You see what Obama is doing to these kids don't you?


----------



## UncleBuck (Apr 18, 2013)

Nutes and Nugs said:


> You see what Obama is doing to these kids don't you?


3 of those 5 stars were due to impeccable spelling and grammar.


----------



## Orlandocb (Apr 18, 2013)

Ah nostalgia


----------



## UncleReemis (Apr 18, 2013)

Nutes and Nugs said:


> You see what Obama is doing to these kids don't you?


Obama phone. Obama phone... Obama phone.


----------



## zzwasted (Apr 18, 2013)

hahahahaha hahahahaha they actually thought obama was going to pay there mortgages


----------



## UncleBuck (Apr 18, 2013)

i think you meant reagan phones, he's the one that started the program.


----------



## UncleBuck (Apr 18, 2013)

zzwasted said:


> hahahahaha hahahahaha they actually thought obama was going to pay there mortgages


*their

i believe the clip you are referring to, a clip which is a perennial favorite of white supremacists and fox news alike, said nothing of obama paying their mortgages.


----------



## UncleReemis (Apr 18, 2013)

UncleBuck said:


> *their
> 
> i believe the clip you are referring to, a clip which is a perennial favorite of white supremacists and fox news alike, said nothing of obama paying their mortgages.


Haha, YEAH! AND DON'T COME BACK UNTIL YOU HAVE IMPECCABLE SPELLING AND GRAMMAR!


----------



## zzwasted (Apr 18, 2013)

UncleBuck said:


> *their
> 
> i believe the clip you are referring to, a clip which is a perennial favourite of white supremacists and fox news alike, said nothing of obama paying their mortgages.



nope ! obama said at the 2008 election that he would pay there mortgages .... and also not raise taxes ... he did not stick to any of his policy's because he's a puppet sold out to goldman sachs , your country contribute's alot of money every year to help aid isreal to . just sick .. but that's neither here or there if you go back .. and check your knowledge you would know he made a agreement of some sort to either help pay the poors mortgages or pay for they altogether ,


----------



## zzwasted (Apr 18, 2013)

you guys are retarded lol look up the word there in english ........................................................ fucking idiots thinking your smart ....


----------



## zzwasted (Apr 18, 2013)

...........................i may have that wrong lol ..................


----------



## zzwasted (Apr 18, 2013)

iv been in denial this whole time hahahahaha im joking but i did spell it wrong ... i looked up both definitions safe to say i just schooled on a weed site


----------



## UncleReemis (Apr 18, 2013)

zzwasted said:


> iv been in denial this whole time hahahahaha im joking but i did spell it wrong ... i looked up both definitions safe to say i just schooled on a weed site


 I respect you for this. Haha


----------



## Erysichthon (Apr 20, 2013)

pretty good stuff. i think the trusty Sneak-A-Toke deserves a mention, being a stealth smoker myself nothing has served me better...

the key to it is its tiny size and its going out about instantly after you stop hitting it. if you do it right you can send the entirety of the smoke into your lungs, which if you hold for a 10-15 extra seconds your body will somewhat filter out. then dispose of smoke in what ever way is most logical. ive used this method to smoke almost anywhere. its not absolutely fool proof but still its a good start. very easy to palm too. just dont just sit there and smoke out with it and expect to hold onto the stealth it can provide, hit it and let it sit for a few min and the air will clear that small amount of smoke unless your in a really small area


----------



## UncleBuck (Apr 20, 2013)

» **Exercises**
**A.** Decide whether each statement agrees with the forum thread, answering yes or no and quoting the deciding words: (i) UncleBuck credits Reagan with starting the phone program; (ii) Erysichthon calls the Sneak-A-Toke absolutely foolproof; (iii) UncleReemis says they respect zzwasted for admitting the misspelling.
**B.** Write out the forum thread between "pretty good stuff." and "UncleBuck (Apr 20, 2013)", inclusive.
The lines that follow have no connection to the forum thread.

» **Excerpted records**

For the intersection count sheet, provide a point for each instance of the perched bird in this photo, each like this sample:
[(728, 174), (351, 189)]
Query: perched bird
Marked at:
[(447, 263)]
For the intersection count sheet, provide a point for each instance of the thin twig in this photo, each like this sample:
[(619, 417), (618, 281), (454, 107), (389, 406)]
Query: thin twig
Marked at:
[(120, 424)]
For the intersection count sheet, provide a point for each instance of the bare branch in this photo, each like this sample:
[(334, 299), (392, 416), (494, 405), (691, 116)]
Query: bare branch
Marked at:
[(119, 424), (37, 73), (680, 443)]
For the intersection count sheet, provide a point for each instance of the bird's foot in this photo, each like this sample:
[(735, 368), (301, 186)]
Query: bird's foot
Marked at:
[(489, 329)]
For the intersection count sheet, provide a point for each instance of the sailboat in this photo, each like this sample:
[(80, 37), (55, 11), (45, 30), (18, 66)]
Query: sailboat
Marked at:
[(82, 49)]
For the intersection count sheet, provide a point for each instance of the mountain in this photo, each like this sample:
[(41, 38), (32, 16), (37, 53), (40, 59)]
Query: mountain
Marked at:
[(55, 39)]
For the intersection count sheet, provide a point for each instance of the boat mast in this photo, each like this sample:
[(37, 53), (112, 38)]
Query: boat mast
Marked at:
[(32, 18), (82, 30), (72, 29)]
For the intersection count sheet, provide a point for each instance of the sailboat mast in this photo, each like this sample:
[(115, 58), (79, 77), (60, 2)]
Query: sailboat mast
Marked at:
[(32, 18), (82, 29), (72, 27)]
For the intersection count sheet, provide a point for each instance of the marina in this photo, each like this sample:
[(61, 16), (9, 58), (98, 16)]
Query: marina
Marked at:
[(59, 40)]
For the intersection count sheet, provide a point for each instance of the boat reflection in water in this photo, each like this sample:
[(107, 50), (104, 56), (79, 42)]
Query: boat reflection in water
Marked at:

» **List of solutions**
**A.**
(i) Yes: "i think you meant reagan phones, he's the one that started the program."
(ii) No: "its not absolutely fool proof but still its a good start."
(iii) Yes: "I respect you for this."

**B.**
pretty good stuff. i think the trusty Sneak-A-Toke deserves a mention, being a stealth smoker myself nothing has served me better...

the key to it is its tiny size and its going out about instantly after you stop hitting it. if you do it right you can send the entirety of the smoke into your lungs, which if you hold for a 10-15 extra seconds your body will somewhat filter out. then dispose of smoke in what ever way is most logical. ive used this method to smoke almost anywhere. its not absolutely fool proof but still its a good start. very easy to palm too. just dont just sit there and smoke out with it and expect to hold onto the stealth it can provide, hit it and let it sit for a few min and the air will clear that small amount of smoke unless your in a really small area


----------



## UncleBuck (Apr 20, 2013)